## Dataset records

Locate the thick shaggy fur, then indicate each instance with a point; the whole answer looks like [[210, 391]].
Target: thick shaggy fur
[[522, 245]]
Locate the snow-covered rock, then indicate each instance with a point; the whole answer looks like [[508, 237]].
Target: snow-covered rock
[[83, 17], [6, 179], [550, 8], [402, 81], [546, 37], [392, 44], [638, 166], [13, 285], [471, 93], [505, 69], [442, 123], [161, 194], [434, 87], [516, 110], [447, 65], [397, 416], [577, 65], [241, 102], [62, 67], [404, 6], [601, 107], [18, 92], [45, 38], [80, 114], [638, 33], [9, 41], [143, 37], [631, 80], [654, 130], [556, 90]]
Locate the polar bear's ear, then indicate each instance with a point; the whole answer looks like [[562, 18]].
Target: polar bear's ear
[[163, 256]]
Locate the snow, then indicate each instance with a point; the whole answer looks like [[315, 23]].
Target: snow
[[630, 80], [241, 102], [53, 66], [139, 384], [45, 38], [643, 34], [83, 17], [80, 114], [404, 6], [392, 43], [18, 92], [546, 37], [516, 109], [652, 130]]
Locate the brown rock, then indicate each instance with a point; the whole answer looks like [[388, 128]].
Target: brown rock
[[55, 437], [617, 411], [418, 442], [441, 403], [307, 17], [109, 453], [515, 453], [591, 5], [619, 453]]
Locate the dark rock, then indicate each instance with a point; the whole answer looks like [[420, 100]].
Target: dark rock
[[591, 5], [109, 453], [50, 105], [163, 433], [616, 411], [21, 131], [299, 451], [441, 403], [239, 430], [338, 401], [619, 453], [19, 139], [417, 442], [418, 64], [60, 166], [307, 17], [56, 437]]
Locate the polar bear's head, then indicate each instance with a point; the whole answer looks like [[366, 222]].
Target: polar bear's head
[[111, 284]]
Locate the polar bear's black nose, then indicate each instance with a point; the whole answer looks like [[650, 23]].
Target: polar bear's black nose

## Goal
Copy out every entry above word for word, keeping each line in its original order and form.

## Solution to the exercise
Locate the thick shaggy fur, then indicate each instance with a point; the whole answer looks like [[210, 391]].
Target: thick shaggy fur
[[522, 245]]
Locate the snow-covered rock, then indicate each instance with a point; the whole answer looks like [[508, 237]].
Target: snow-covered rock
[[83, 17], [6, 179], [550, 8], [402, 81], [546, 37], [392, 44], [638, 166], [13, 285], [471, 93], [505, 69], [442, 123], [161, 194], [434, 87], [516, 110], [447, 65], [397, 416], [577, 65], [241, 102], [62, 67], [404, 6], [601, 107], [18, 92], [45, 38], [80, 114], [638, 33], [9, 41], [143, 37], [631, 80], [654, 130], [556, 90]]
Locate the polar bear's ear, then indicate each instance with a point; the whole answer looks like [[562, 18]].
Target: polar bear's ear
[[163, 256]]
Locate the snow, then indicate each instance with a point; the whole answer looks like [[315, 23]].
Target: snow
[[630, 80], [241, 102], [53, 66], [139, 384], [45, 38], [643, 34], [83, 17], [80, 114], [404, 6], [392, 43], [18, 92], [546, 37], [516, 109], [652, 130]]
Locate the brown rock, then indicate each instance with a point; the whole answer looks like [[388, 128]].
Target: brown rock
[[55, 437], [617, 411], [418, 442], [441, 403], [307, 17], [109, 453], [515, 453], [591, 5], [619, 453]]
Locate the dark rock, then indicate each instance with a point; the whole answer looks like [[420, 100]].
Target: dark rock
[[591, 5], [109, 453], [50, 105], [163, 433], [616, 411], [21, 131], [299, 451], [441, 403], [239, 430], [338, 401], [619, 453], [19, 139], [417, 442], [418, 64], [60, 166], [307, 17], [56, 437]]
Locate the polar bear's head, then indicate each instance with a point; the whole answer looks like [[366, 222]].
Target: polar bear's head
[[111, 284]]
Locate the polar bear's black nose, then indicate each instance with a point; the whole answer looks like [[650, 23]].
Target: polar bear's black nose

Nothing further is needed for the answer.